Directive – Gather every line of the listing below that contains the string "white", and copy each of those lines in full.

Records from a data collection:
-------
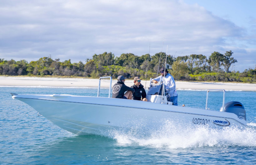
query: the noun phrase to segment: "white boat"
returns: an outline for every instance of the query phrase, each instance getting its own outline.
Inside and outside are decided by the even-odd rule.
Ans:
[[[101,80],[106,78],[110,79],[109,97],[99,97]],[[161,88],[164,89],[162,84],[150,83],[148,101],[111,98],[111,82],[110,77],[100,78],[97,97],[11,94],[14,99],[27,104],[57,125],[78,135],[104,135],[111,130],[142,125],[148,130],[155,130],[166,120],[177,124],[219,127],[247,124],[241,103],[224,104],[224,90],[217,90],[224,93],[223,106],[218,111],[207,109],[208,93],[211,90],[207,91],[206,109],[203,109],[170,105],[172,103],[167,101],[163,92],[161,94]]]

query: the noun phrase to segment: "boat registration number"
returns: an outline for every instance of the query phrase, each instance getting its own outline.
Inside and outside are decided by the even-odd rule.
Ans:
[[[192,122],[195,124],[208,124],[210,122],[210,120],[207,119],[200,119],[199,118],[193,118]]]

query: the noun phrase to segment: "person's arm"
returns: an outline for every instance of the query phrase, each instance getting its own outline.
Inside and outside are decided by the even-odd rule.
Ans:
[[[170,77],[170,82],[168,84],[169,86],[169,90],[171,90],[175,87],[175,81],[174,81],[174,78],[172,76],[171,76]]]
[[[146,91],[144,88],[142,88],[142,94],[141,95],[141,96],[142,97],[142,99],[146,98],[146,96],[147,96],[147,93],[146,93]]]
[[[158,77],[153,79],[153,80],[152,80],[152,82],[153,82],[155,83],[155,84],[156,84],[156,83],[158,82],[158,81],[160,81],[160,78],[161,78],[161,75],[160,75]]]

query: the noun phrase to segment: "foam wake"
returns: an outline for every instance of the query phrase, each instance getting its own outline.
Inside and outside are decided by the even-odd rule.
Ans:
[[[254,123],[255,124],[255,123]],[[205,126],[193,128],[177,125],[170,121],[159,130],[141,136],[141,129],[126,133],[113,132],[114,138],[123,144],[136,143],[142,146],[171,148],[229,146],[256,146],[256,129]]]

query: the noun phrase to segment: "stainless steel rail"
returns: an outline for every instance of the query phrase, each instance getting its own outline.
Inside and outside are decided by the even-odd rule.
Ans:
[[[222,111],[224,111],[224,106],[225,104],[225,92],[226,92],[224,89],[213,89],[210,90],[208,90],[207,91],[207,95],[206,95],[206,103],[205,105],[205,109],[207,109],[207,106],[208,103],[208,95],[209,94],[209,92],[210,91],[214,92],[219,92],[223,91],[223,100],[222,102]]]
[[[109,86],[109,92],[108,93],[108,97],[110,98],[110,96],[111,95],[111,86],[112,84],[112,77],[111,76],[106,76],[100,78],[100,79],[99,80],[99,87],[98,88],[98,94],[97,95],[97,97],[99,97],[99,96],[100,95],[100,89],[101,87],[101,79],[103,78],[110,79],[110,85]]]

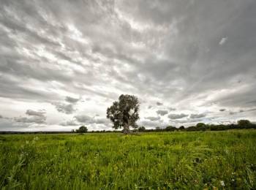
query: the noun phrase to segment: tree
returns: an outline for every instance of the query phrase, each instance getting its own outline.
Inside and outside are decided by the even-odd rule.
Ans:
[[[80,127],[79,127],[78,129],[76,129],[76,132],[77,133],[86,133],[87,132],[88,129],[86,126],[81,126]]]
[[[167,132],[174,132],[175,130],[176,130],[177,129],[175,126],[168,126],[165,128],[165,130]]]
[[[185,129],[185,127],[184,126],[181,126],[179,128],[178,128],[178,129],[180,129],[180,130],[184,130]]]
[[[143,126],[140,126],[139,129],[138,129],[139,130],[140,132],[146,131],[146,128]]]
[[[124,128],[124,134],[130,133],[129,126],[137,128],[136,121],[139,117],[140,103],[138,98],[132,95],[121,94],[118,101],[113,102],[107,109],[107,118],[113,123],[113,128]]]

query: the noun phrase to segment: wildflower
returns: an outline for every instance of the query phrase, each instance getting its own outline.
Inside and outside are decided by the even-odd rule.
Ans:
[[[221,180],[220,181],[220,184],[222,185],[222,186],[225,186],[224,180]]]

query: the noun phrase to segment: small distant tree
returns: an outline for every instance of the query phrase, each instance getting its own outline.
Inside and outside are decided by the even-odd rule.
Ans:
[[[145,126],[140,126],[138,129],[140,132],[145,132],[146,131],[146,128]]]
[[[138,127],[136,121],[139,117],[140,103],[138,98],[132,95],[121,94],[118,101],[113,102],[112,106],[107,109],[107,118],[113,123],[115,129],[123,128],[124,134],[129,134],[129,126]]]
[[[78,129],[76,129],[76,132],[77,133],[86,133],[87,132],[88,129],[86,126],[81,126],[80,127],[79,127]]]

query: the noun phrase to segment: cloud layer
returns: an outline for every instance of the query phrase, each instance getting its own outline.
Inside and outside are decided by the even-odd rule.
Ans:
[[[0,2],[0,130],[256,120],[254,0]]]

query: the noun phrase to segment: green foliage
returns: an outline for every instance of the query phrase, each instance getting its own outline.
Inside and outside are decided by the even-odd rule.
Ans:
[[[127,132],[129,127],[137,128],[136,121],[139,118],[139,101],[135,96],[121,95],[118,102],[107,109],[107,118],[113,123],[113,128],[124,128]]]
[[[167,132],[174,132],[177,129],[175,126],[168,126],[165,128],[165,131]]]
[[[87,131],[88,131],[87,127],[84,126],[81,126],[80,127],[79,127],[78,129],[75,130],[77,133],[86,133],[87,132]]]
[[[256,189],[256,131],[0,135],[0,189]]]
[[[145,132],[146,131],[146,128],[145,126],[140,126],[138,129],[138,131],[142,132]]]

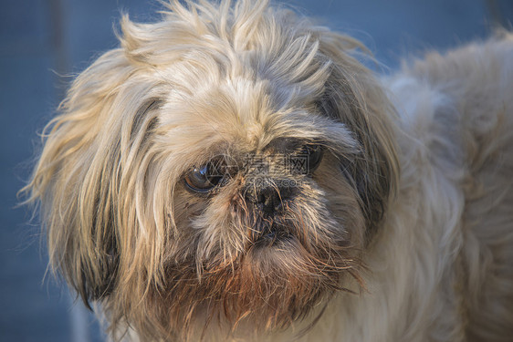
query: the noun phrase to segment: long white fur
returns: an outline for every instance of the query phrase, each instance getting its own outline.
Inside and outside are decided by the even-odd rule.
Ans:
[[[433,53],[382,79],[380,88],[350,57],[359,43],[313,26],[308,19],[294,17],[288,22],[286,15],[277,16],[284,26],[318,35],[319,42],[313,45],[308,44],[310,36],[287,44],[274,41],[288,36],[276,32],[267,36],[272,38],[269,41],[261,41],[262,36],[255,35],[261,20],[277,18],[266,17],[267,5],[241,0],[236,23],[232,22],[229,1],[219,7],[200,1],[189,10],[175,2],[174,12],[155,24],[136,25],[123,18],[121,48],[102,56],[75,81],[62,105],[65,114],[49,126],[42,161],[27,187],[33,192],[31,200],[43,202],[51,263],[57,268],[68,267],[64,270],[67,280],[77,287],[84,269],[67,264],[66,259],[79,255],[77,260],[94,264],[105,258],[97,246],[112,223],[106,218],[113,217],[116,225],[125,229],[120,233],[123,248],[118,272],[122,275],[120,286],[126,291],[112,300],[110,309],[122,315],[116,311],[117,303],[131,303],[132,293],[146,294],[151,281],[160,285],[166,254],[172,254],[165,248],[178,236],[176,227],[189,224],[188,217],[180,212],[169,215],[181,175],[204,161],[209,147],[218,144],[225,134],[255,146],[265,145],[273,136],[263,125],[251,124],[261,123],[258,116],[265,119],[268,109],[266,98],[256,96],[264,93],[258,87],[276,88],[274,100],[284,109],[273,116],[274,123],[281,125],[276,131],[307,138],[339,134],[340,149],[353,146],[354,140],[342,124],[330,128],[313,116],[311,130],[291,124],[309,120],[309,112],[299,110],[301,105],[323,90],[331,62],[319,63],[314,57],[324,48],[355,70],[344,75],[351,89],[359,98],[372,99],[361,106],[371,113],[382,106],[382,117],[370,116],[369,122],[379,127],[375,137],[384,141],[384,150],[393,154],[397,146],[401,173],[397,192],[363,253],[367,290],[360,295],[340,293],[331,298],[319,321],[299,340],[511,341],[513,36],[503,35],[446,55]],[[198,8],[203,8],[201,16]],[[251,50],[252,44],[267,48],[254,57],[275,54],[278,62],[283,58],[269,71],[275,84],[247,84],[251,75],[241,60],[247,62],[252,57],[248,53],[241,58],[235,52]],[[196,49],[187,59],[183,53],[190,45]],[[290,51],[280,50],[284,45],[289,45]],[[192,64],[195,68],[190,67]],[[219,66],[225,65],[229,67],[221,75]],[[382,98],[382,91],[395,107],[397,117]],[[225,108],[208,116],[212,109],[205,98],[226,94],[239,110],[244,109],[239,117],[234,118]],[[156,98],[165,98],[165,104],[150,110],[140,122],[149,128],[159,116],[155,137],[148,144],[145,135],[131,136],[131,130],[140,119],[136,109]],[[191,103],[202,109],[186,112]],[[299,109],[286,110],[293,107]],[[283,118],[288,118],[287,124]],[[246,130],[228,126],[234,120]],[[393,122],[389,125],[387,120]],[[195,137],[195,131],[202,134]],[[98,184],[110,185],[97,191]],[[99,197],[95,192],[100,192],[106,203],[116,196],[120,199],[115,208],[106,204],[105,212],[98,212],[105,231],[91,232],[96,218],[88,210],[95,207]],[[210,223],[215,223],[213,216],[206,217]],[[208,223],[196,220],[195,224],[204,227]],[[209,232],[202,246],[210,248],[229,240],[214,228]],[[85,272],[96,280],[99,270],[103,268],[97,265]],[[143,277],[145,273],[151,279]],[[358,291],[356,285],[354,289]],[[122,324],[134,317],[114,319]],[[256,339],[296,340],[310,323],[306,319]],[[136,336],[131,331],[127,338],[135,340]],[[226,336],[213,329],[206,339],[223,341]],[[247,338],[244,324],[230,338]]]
-------
Worked answer –
query: the noun phrase to segment: "white boat"
query: the noun phrase to segment: long white fur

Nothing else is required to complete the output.